== EXCERPTED RECORDS ==
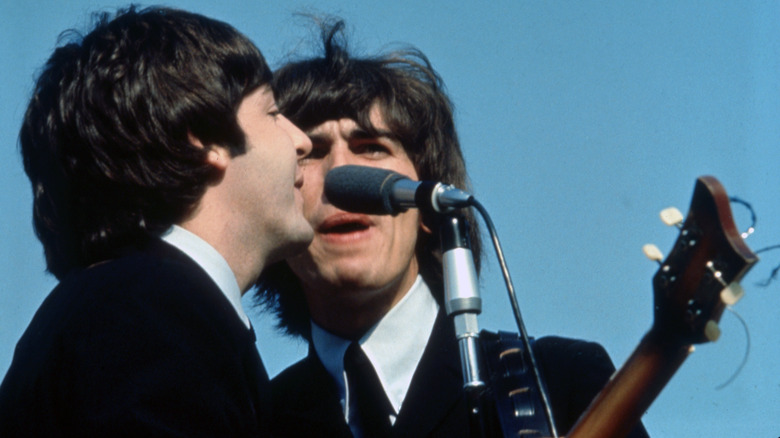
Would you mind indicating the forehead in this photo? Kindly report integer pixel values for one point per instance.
(348, 127)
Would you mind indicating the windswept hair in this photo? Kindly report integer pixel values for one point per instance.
(417, 111)
(106, 137)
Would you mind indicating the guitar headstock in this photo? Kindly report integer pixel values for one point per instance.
(701, 275)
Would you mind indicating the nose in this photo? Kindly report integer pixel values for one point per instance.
(300, 140)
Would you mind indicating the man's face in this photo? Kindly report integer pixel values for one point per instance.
(266, 179)
(354, 257)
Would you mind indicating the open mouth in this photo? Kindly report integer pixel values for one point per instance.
(346, 228)
(345, 223)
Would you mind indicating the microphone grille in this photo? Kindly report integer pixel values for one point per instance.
(361, 189)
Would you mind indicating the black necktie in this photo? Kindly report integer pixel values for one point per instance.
(366, 394)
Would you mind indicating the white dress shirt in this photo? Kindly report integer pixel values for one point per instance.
(211, 261)
(394, 346)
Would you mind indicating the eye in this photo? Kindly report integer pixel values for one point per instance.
(318, 151)
(372, 149)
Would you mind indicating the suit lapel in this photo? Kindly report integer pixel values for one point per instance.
(308, 404)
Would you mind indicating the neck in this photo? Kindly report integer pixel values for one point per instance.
(243, 254)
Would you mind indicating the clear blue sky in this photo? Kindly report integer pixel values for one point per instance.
(579, 121)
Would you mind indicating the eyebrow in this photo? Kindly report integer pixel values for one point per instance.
(359, 134)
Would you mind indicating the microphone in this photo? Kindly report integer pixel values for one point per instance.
(372, 190)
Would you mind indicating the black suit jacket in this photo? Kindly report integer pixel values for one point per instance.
(143, 345)
(306, 401)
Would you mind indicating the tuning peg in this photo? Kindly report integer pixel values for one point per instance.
(732, 293)
(652, 252)
(712, 331)
(671, 216)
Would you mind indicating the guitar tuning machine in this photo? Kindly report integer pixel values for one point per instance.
(653, 253)
(672, 217)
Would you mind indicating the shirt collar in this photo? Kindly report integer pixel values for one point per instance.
(394, 345)
(211, 261)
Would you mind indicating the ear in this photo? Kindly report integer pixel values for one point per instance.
(217, 156)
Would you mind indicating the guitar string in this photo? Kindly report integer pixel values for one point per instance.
(747, 351)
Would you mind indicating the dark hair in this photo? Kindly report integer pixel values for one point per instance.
(418, 112)
(106, 136)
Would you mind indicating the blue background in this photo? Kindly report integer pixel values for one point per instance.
(580, 121)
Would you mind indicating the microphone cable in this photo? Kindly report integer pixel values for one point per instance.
(516, 310)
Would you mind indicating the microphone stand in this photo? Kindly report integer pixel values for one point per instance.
(463, 304)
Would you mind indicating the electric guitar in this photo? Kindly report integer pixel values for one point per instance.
(695, 283)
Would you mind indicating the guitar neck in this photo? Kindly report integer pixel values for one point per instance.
(629, 393)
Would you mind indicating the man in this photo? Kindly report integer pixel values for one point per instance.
(165, 180)
(376, 281)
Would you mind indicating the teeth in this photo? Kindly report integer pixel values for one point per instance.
(346, 228)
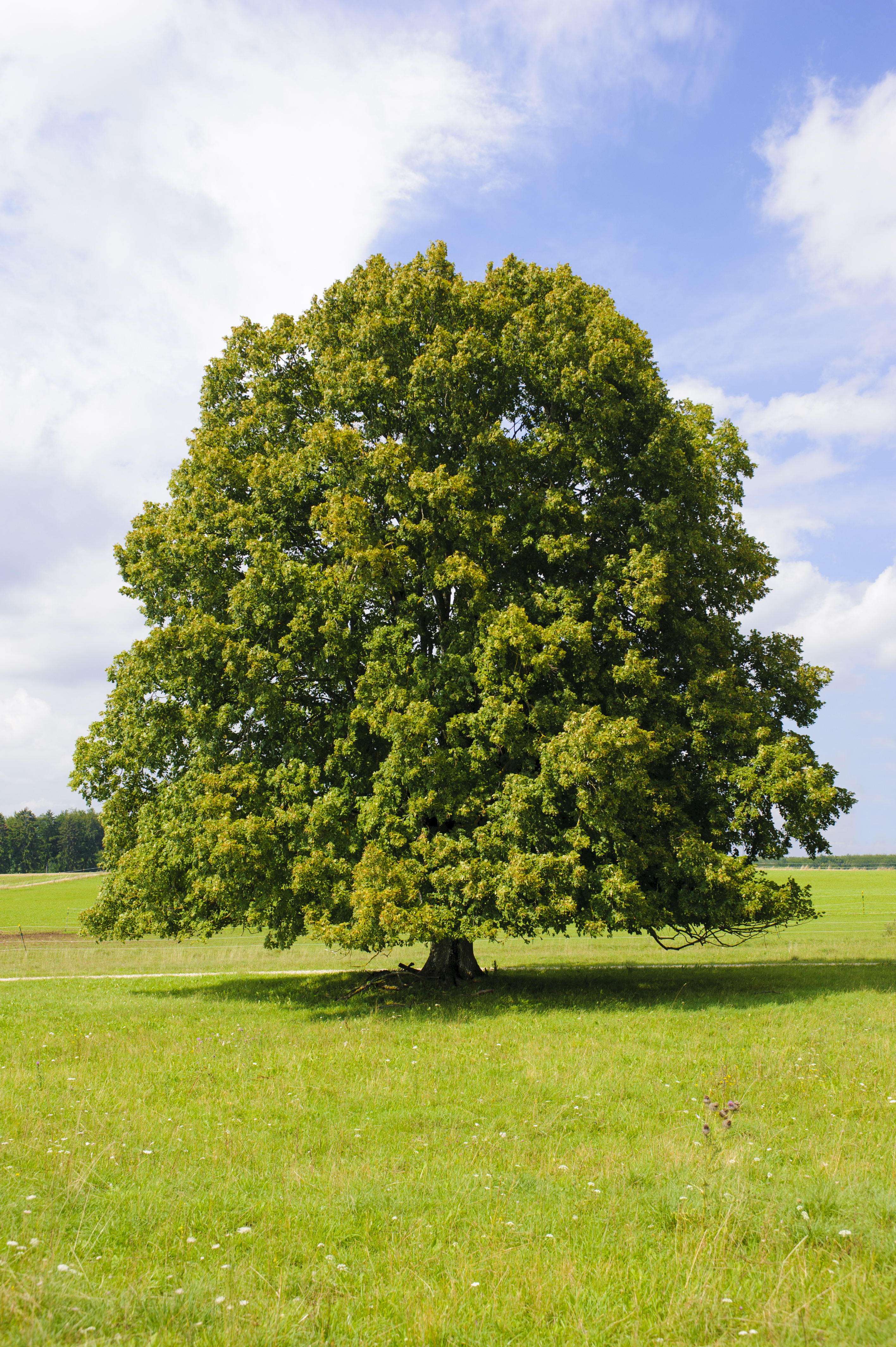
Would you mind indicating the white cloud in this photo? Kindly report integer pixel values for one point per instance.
(168, 167)
(556, 49)
(848, 627)
(860, 409)
(833, 184)
(21, 717)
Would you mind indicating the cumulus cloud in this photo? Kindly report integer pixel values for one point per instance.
(168, 167)
(860, 409)
(833, 184)
(851, 627)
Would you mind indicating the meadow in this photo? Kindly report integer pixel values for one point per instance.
(219, 1144)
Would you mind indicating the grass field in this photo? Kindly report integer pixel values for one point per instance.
(248, 1159)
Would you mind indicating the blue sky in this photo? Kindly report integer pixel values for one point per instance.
(727, 170)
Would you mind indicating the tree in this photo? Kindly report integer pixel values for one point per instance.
(445, 642)
(26, 852)
(80, 841)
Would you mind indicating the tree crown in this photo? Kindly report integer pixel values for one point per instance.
(445, 639)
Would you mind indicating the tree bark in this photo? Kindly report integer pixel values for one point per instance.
(452, 960)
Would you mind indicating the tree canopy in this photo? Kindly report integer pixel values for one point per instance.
(445, 640)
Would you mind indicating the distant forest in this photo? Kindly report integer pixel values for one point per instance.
(68, 841)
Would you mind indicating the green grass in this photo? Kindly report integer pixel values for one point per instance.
(403, 1158)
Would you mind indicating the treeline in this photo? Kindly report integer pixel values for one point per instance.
(68, 841)
(833, 862)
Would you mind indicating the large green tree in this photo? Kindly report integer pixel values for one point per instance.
(445, 640)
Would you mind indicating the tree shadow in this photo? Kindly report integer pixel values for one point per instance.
(599, 989)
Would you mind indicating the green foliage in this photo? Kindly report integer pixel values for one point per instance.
(68, 841)
(445, 639)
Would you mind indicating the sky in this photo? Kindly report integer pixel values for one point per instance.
(727, 170)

== WHAT TO WORK ON ==
Exactly repeat the lines from the line that contains "Would you mind indicating the meadow" to the end of the entries, both included, and leave out all other lines.

== ANSWER TO THIS TASK ==
Would you mind indicating the meadow in this photo? Kindly report integer pixel values for one point per instance.
(219, 1144)
Would you mind indicating the grass field in this photo? Kindly report integer pixel values for one point per instance.
(248, 1159)
Would you mind indicating the blue sky in this photo? Kindly report integer pixel values for one point per instance.
(727, 170)
Would you mind indicating the tree in this photo? Kindly report integer pixel values for one point per instance.
(445, 642)
(26, 852)
(80, 841)
Would you mind indicating the tree crown in this photo? Kindly report integer pixel values for one point per instance.
(445, 639)
Would you mind indicating the tree bark in this photo? Kindly report integer pixel values for one point per instance.
(452, 960)
Would you mind indicating the tree canopy in this photo? Kindly report integer pixel values for one point per instance.
(445, 640)
Would you mind indicating the distant forest in this photo? Kindly report integer pixel values for one point per instance.
(68, 841)
Would you mind indicating the green grass in this photo? Kindly report integer pixel values for one point per instance.
(403, 1158)
Would you mind indicating the treeline in this photo? Kindly report integer pixel values for one point per instance.
(68, 841)
(833, 862)
Would you mind indicating the large green tree in this photo? Kindly report integer pixel values for one point per instance.
(445, 640)
Would you mind indicating the tree shadow in this photo? Kindly report integer pixel values for one point per instance.
(599, 989)
Would you mind indicating the green foliage in this photo? Kindly report integer pixel values for one point per instance.
(68, 841)
(445, 639)
Would you mind indicating the sky in this photo? Kindly report integer pixel values for one point per instance.
(727, 170)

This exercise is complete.